◆ **EXTRAIT**:
Découvrez comment votre imprimante vous espionne et peut vous dénoncer… Par Olivier Berruyer
Comme vous la savez, on s’intéresse beaucoup sur ce site à la protection de la vie privée – ou de ce qui en reste. Nous allons vous montrer aujourd’hui une atteinte à celle-ci bien étrangement bien peu connue.
I. La vie privée, c’était mieux avant…
Il est même fascinant de constater les énormes atteintes contre celle-ci en 20 ans :
- il y a 20 ans, on pouvait se déplacer et aller presque n’importe où voir quelqu’un sans le moindre risque d’être pisté ; aujourd’hui :
- on paye – cher – notre mouchard (smartphone, avec même l’option géolocalisation pour plus de précision),
- et, au cas où, des caméras de
vidéosurveillance“vidéoprotection” (ça passe mieux) se chargeront de valider que c’est bien vous (des fois que vous n’utilisiez pas votre pouce pour déverrouiller le smartphone durant le rendez-vous). - Bien sûr, si votre convive a aussi sont téléphone, il est aussi localisé – et les deux téléphones permettent ainsi de savoir qu’il est fort possible que vous vous soyez vus tous les deux,
- et au pire, des limiers de la police judiciaire peuvent retrouver le moindre poil ou cellule humaine et vous identifier tous deux si besoin grâce à l’ADN ;
- il y a 20 ans, on pouvait facilement passer un appel totalement anonyme, un simple cabine téléphonique publique suffisait ; aujourd’hui, Orange enlève les dernières, et ce n’est pratiquement plus possible pour le commun des mortels ;
- il y a 20 ans, on pouvait aller chez n’importe quel libraire pour acheter en tout anonymat des livres correspondant à ses opinions politiques par exemple ; aujourd’hui, c’est encore possible, mais primo, beaucoup d’achats se font en ligne, et secundo, vos recherches Google et vos consultations de sites internet indiqueront vos valeurs et opinions probables ;
- il y a 20 ans, on pouvait tranquillement photocopier des documents en toute discrétion ; aujourd’hui…
II. Faites le test !
Il vous faut simplement un photocopieur professionnel couleur – qui font désormais généralement en plus imprimante et scanner. Beaucoup d’entre vous doivent avoir ça dans leur entreprise si elle est un peu grande. Un peu dans ce style :
Cela doit aussi marcher pour une imprimante couleur personnelle, mais surtout pour les modèles laser. A priori, la masse de petites imprimantes à jet d’encre n’est pas concernée.

◆ **CONSIGNE 1**: Dans le passage sur la vie privée, relevez tout ce que, d'après le texte, on pouvait faire « il y a 20 ans ».
◆ **CONSIGNE 2**: Reproduisez fidèlement un extrait du passage sur la vie privée : partez des mots « Découvrez comment votre » et arrêtez-vous après « bien peu connue. ».
◆ **CONSIGNE 3**:
Répondez brièvement à partir du passage sur la vie privée :
(a) Quelle entreprise enlève les dernières cabines téléphoniques publiques ?
(b) De quel appareil a-t-on simplement besoin pour faire le test ?
(c) Quelles imprimantes ne sont a priori pas concernées ?
Le matériel présenté ensuite ne joue aucun rôle ici.

◆ **SECTION DES DONNÉES**:
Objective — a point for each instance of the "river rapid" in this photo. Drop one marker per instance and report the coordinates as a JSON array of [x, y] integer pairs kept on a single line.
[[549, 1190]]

◆ **RÉPONSE RÉDIGÉE 1**:
- Se déplacer et aller presque n'importe où voir quelqu'un sans le moindre risque d'être pisté
- Passer facilement un appel totalement anonyme, une simple cabine téléphonique publique suffisant
- Aller chez n'importe quel libraire pour acheter en tout anonymat des livres correspondant à ses opinions politiques, par exemple
- Photocopier tranquillement des documents en toute discrétion

◆ **RÉPONSE RÉDIGÉE 2**:
Découvrez comment votre imprimante vous espionne et peut vous dénoncer… Par Olivier Berruyer
Comme vous la savez, on s’intéresse beaucoup sur ce site à la protection de la vie privée – ou de ce qui en reste. Nous allons vous montrer aujourd’hui une atteinte à celle-ci bien étrangement bien peu connue.

◆ **RÉPONSE RÉDIGÉE 3**:
(a) Orange.
(b) Un photocopieur professionnel couleur.
(c) La masse de petites imprimantes à jet d'encre.